## EXERCISE:
Lift out, unaltered, the lines of the material below between the line holding "kitchen backsplash, written" and the line holding "Target: white cabinet", counting both.
##### RECORDS PROVIDED
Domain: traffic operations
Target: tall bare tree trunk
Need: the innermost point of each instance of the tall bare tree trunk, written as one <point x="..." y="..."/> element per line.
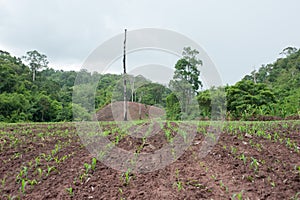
<point x="124" y="67"/>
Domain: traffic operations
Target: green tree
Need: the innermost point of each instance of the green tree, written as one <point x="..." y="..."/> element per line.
<point x="186" y="83"/>
<point x="36" y="61"/>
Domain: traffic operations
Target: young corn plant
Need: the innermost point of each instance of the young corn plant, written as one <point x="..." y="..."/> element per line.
<point x="70" y="191"/>
<point x="243" y="158"/>
<point x="126" y="176"/>
<point x="254" y="164"/>
<point x="178" y="183"/>
<point x="23" y="185"/>
<point x="238" y="196"/>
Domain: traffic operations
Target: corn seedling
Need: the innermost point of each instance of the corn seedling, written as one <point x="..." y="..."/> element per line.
<point x="50" y="169"/>
<point x="87" y="167"/>
<point x="23" y="185"/>
<point x="254" y="164"/>
<point x="238" y="196"/>
<point x="94" y="162"/>
<point x="70" y="191"/>
<point x="3" y="181"/>
<point x="243" y="158"/>
<point x="126" y="176"/>
<point x="32" y="182"/>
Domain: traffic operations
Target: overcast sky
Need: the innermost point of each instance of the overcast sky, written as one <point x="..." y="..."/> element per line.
<point x="237" y="35"/>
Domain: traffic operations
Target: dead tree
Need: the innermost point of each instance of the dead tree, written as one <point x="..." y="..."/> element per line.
<point x="124" y="78"/>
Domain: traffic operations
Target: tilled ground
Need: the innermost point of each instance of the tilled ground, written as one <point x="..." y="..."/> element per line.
<point x="249" y="160"/>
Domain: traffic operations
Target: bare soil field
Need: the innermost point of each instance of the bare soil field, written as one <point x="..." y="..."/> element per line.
<point x="250" y="160"/>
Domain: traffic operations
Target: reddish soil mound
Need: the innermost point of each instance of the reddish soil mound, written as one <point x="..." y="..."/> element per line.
<point x="115" y="110"/>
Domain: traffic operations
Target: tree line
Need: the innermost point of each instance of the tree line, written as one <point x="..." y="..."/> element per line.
<point x="31" y="91"/>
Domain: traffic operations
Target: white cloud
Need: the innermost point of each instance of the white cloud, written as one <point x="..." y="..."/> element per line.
<point x="236" y="34"/>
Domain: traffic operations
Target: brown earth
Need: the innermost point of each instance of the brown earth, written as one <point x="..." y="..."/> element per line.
<point x="219" y="175"/>
<point x="115" y="112"/>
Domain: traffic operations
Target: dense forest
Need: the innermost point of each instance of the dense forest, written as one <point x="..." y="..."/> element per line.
<point x="31" y="91"/>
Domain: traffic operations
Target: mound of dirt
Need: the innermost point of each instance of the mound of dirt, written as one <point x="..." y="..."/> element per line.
<point x="115" y="112"/>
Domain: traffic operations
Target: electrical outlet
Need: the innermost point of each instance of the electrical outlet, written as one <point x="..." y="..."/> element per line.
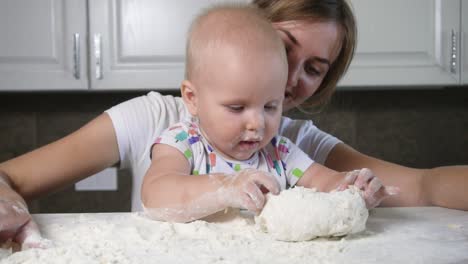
<point x="105" y="180"/>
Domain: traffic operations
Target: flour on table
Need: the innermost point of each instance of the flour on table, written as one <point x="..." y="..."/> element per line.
<point x="301" y="214"/>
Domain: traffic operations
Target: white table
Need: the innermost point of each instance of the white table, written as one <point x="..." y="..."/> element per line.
<point x="393" y="235"/>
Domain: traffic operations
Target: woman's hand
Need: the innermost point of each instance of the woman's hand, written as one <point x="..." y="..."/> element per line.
<point x="16" y="224"/>
<point x="373" y="189"/>
<point x="246" y="189"/>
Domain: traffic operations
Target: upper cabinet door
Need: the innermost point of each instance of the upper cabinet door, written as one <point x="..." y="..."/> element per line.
<point x="403" y="42"/>
<point x="464" y="42"/>
<point x="139" y="44"/>
<point x="43" y="45"/>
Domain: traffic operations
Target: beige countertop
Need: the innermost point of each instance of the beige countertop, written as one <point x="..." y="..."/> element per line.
<point x="393" y="235"/>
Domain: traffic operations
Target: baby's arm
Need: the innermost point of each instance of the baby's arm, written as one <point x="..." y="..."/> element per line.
<point x="170" y="193"/>
<point x="326" y="180"/>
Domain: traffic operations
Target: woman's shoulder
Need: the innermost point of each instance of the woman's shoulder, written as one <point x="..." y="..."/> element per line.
<point x="292" y="127"/>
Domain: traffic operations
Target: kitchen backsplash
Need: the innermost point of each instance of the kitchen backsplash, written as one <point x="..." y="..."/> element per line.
<point x="418" y="128"/>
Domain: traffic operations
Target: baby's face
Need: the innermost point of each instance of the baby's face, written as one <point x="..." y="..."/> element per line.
<point x="240" y="103"/>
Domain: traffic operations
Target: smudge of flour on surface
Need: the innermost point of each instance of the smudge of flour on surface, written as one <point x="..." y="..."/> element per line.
<point x="136" y="239"/>
<point x="301" y="214"/>
<point x="393" y="235"/>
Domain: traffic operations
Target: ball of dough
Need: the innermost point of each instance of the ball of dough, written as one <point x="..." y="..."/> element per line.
<point x="300" y="214"/>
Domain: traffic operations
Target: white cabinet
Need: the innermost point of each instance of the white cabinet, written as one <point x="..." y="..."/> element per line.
<point x="464" y="42"/>
<point x="42" y="45"/>
<point x="405" y="42"/>
<point x="139" y="44"/>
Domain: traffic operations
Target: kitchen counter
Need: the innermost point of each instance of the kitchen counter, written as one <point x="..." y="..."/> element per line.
<point x="393" y="235"/>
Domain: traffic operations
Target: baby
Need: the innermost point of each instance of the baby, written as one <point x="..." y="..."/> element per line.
<point x="229" y="153"/>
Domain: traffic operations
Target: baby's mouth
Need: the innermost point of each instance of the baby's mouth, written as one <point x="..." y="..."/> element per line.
<point x="248" y="145"/>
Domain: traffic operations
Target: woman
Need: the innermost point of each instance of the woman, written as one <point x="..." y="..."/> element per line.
<point x="320" y="38"/>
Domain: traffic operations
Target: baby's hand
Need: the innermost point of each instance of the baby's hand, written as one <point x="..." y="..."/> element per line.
<point x="244" y="189"/>
<point x="373" y="189"/>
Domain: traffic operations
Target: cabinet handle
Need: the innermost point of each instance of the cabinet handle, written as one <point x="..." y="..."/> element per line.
<point x="453" y="53"/>
<point x="98" y="56"/>
<point x="76" y="56"/>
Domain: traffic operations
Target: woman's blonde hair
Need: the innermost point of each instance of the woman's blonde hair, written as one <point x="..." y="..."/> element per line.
<point x="338" y="11"/>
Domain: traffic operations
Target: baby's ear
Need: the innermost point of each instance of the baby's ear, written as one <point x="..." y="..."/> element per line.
<point x="189" y="94"/>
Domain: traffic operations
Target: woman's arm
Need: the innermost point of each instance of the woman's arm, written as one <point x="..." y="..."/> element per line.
<point x="170" y="193"/>
<point x="76" y="156"/>
<point x="82" y="153"/>
<point x="442" y="186"/>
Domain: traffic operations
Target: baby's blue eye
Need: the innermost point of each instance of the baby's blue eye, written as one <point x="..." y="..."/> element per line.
<point x="270" y="107"/>
<point x="235" y="108"/>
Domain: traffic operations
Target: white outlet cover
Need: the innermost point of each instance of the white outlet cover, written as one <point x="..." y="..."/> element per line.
<point x="105" y="180"/>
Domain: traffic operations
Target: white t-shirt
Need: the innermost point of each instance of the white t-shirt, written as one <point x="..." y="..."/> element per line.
<point x="139" y="121"/>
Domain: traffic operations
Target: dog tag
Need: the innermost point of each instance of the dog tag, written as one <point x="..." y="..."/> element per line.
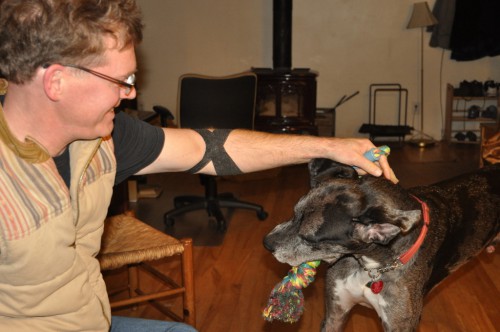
<point x="376" y="286"/>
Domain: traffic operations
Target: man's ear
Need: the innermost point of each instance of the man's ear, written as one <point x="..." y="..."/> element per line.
<point x="321" y="169"/>
<point x="53" y="81"/>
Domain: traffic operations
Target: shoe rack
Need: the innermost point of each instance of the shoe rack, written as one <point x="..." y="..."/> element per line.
<point x="465" y="114"/>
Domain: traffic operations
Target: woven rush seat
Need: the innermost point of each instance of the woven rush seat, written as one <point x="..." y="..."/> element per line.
<point x="129" y="242"/>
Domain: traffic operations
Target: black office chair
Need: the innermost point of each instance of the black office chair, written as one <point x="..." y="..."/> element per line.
<point x="215" y="102"/>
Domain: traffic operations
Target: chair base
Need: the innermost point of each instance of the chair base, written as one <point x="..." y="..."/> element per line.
<point x="213" y="206"/>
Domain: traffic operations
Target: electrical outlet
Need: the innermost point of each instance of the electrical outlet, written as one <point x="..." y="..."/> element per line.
<point x="416" y="107"/>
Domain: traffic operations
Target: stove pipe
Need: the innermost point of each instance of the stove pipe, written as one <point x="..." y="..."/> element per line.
<point x="282" y="34"/>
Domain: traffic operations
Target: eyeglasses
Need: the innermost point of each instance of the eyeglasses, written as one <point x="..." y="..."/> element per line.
<point x="127" y="85"/>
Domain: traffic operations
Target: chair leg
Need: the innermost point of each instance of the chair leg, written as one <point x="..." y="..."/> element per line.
<point x="188" y="280"/>
<point x="133" y="281"/>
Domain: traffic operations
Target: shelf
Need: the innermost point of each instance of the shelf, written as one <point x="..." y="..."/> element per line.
<point x="469" y="98"/>
<point x="459" y="117"/>
<point x="466" y="119"/>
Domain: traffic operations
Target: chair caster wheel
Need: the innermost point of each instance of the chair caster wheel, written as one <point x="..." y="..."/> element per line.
<point x="262" y="215"/>
<point x="169" y="222"/>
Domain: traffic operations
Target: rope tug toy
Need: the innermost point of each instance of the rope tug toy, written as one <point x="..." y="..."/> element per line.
<point x="286" y="302"/>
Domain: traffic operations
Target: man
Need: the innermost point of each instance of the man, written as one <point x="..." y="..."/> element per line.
<point x="68" y="64"/>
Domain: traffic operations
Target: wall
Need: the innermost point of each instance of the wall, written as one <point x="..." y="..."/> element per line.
<point x="350" y="43"/>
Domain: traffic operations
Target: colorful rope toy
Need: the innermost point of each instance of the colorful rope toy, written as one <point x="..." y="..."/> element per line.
<point x="286" y="302"/>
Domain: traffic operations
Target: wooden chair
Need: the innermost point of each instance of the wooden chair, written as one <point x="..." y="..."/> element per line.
<point x="130" y="242"/>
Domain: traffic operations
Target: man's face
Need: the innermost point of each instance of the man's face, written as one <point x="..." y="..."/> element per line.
<point x="88" y="110"/>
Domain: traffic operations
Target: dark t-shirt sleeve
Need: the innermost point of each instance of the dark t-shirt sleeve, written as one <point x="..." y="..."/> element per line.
<point x="137" y="144"/>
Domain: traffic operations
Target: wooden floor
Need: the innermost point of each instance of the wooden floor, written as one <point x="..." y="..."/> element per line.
<point x="233" y="280"/>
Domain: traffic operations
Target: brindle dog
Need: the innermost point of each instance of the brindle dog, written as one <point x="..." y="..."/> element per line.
<point x="362" y="226"/>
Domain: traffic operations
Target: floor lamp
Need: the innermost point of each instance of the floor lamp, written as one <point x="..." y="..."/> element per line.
<point x="421" y="17"/>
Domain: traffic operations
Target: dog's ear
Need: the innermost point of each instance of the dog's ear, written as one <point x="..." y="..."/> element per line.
<point x="321" y="169"/>
<point x="382" y="225"/>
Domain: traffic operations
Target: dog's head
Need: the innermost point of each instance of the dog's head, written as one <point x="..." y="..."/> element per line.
<point x="341" y="214"/>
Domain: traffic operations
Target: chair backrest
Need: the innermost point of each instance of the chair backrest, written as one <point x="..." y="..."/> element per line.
<point x="217" y="102"/>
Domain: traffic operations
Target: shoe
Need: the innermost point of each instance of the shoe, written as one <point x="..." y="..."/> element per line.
<point x="471" y="136"/>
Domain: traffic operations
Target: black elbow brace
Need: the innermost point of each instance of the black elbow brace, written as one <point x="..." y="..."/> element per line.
<point x="216" y="153"/>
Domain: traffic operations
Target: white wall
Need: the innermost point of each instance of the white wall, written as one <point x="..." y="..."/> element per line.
<point x="350" y="43"/>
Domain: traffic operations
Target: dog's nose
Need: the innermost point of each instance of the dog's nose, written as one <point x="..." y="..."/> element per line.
<point x="267" y="244"/>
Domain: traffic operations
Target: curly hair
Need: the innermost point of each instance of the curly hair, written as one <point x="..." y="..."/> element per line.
<point x="38" y="32"/>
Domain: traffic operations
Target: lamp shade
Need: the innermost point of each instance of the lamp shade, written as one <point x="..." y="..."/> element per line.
<point x="421" y="16"/>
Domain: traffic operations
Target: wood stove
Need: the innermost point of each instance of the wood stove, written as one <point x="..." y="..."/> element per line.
<point x="286" y="97"/>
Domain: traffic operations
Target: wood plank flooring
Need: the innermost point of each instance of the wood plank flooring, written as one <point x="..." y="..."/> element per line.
<point x="233" y="279"/>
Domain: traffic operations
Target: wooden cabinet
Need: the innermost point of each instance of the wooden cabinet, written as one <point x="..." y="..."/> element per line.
<point x="458" y="120"/>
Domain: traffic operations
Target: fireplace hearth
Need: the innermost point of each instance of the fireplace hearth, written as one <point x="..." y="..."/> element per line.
<point x="286" y="97"/>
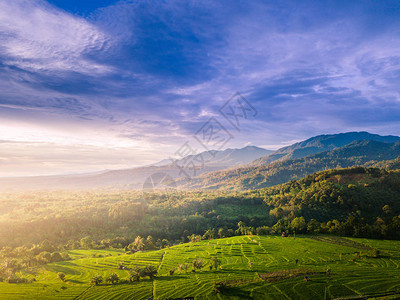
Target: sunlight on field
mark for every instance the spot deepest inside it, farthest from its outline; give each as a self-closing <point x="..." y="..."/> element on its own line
<point x="254" y="265"/>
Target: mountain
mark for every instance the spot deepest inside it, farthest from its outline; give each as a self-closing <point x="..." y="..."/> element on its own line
<point x="321" y="143"/>
<point x="357" y="153"/>
<point x="133" y="178"/>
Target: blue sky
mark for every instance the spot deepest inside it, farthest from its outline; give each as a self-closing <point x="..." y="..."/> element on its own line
<point x="92" y="85"/>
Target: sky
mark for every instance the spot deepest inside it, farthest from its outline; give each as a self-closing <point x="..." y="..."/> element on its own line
<point x="93" y="85"/>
##########
## TASK OUTPUT:
Need: the innermost point of each instance of the kitchen backsplash, written as one <point x="..." y="..."/> element per line.
<point x="418" y="128"/>
Domain: traffic operations
Target: baby's face
Need: the innermost point of each instance of the baby's face, written as one <point x="..." y="..."/> element per line.
<point x="240" y="103"/>
Domain: traffic operations
Target: smudge of flour on surface
Need: the innermost point of each instance of the smudge of flour on surface, written as one <point x="..." y="..."/> element per line.
<point x="136" y="239"/>
<point x="301" y="214"/>
<point x="393" y="235"/>
Domain: traffic operations
Target: ball of dough
Need: the innermost point of each instance of the ball of dough, written as one <point x="..." y="..."/> element per line.
<point x="300" y="214"/>
Domain: traffic operations
Target: white cabinet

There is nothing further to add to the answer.